**PAGE EXCERPT**
#####

We have become accustomed to the comforting narrative that the human condition is one of steady, if uneven, progress. Then comes a report from the Democratic Republic of Congo: armed men storm a hospital, seize a six-year-old Ebola patient, and vanish. The child, a living vector of one of the world's most feared diseases, is now a hostage. British aid workers stand by, wringing their hands. This is not a story about a virus. This is a story about the collapse of order, a dystopian parable that would make Joseph Conrad nod grimly.
Let us dispense with the usual pieties. The international community will express 'deep concern'. The WHO will issue statements. The UK will offer technical assistance. But what is actually happening? A state, the DRC, has failed in its most elementary duty: to provide security and basic public health. When armed men can waltz into a treatment centre and snatch a patient, the social contract is not frayed; it is shredded. This is not the Fall of Rome, but it is the fall of something: the illusion that modern institutions, with their protocols and acronyms, can hold back the abyss.
Consider the historical parallels. In the 19th century, the Congo Free State was a byword for atrocity, a place where human life was cheap and violence was the currency of power. Today, the names have changed, but the music remains. Armed groups, some motivated by profit, others by superstition, roam regions where the state is a ghost. The child is taken not because the kidnappers have a coherent plan, but because they can. Power, as always, abhors a vacuum.
And what of the British aid workers? They are the modern equivalent of Victorian missionaries, brave souls venturing into the heart of darkness. But they operate under a delusion: that their expertise, their equipment, their good intentions can substitute for political order. They cannot. A hospital is only as safe as the rule of law that surrounds it. Without that, it is a target.
The real scandal is the intellectual decadence that has led us to this point. For decades, the West has preached a gospel of relativism, multicultural tolerance, and post-colonial guilt. We have been reluctant to name evil when we see it, lest we be accused of cultural imperialism. But armed men stealing an Ebola patient is not a cultural practice; it is a crime against humanity. The child is a symbol of the fragility of our civilisation: a tiny, infected body caught between a virus and a gun.
We must confront the uncomfortable truth. Some places are not ready for the niceties of liberal democracy. They require something more primal: the iron fist of a Leviathan that can impose order. Until the DRC develops a state that can monopolise violence, these stories will repeat. The UK and other powers can send aid, but they cannot send backbone. That must be grown at home.
The search for the child will go on. Aid workers will scan satellite images. Diplomats will make phone calls. But the deeper search is for a lost principle: that civilisation is a choice, not a destiny. And right now, in the Congo, too few are choosing it.

#####

**TASK DESCRIPTION**
Rewrite the part of the essay on the Ebola patient's abduction that opens with "We have become" and closes with "Conrad nod grimly.", changing "hostage" to "captive".

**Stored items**

#####

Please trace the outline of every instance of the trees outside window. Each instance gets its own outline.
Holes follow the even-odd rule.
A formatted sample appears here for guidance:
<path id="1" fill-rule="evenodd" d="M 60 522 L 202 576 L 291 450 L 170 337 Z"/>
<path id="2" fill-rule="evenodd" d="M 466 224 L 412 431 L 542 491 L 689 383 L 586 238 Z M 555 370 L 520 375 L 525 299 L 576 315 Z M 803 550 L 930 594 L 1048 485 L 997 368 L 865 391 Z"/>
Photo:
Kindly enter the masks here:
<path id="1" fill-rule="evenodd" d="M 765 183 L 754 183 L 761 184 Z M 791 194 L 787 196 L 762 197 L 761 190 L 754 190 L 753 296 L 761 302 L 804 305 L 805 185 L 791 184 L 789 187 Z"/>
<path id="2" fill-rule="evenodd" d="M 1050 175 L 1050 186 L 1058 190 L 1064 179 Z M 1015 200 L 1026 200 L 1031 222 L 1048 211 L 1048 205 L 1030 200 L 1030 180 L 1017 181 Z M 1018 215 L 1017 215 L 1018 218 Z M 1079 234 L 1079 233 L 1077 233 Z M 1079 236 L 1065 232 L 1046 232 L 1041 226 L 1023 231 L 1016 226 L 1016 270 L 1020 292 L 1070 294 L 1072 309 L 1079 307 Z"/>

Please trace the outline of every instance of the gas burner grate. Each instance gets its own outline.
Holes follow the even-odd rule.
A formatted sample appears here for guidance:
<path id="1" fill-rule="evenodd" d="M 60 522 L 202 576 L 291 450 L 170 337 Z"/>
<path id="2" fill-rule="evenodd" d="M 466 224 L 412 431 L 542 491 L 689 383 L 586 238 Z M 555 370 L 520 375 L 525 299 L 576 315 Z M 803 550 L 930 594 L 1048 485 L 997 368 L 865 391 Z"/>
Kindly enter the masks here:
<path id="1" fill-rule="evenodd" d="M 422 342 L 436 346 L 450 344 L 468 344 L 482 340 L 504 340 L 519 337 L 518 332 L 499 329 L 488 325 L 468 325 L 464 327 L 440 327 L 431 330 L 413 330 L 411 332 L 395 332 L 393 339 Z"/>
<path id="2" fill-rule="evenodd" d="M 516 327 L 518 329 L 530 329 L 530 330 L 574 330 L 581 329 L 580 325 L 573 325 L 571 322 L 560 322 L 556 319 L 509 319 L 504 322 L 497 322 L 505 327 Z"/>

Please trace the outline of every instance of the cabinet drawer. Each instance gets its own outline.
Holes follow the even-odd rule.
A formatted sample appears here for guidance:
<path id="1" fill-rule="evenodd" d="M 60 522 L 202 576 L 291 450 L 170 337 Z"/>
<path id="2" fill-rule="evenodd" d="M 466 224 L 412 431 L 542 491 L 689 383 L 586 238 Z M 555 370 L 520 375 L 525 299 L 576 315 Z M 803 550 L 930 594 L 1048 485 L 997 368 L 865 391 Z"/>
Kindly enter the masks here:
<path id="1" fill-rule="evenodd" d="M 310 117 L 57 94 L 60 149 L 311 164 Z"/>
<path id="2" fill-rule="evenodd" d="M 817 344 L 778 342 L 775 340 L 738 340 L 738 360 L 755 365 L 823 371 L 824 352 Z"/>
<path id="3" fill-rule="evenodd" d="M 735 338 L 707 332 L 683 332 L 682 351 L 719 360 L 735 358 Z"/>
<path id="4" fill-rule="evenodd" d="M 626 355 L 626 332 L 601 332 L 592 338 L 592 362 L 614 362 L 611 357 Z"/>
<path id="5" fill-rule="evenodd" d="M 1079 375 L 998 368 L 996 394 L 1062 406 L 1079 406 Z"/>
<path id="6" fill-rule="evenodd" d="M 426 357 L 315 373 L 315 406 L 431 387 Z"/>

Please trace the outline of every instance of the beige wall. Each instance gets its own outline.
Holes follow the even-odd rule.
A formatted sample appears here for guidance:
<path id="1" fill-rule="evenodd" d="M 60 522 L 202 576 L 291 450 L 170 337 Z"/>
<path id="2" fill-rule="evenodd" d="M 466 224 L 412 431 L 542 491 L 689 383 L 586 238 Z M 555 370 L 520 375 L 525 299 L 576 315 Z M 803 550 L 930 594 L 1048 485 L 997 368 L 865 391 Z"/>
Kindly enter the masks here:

#####

**TASK RESPONSE**
We have become accustomed to the comforting narrative that the human condition is one of steady, if uneven, progress. Then comes a report from the Democratic Republic of Congo: armed men storm a hospital, seize a six-year-old Ebola patient, and vanish. The child, a living vector of one of the world's most feared diseases, is now a captive. British aid workers stand by, wringing their hands. This is not a story about a virus. This is a story about the collapse of order, a dystopian parable that would make Joseph Conrad nod grimly.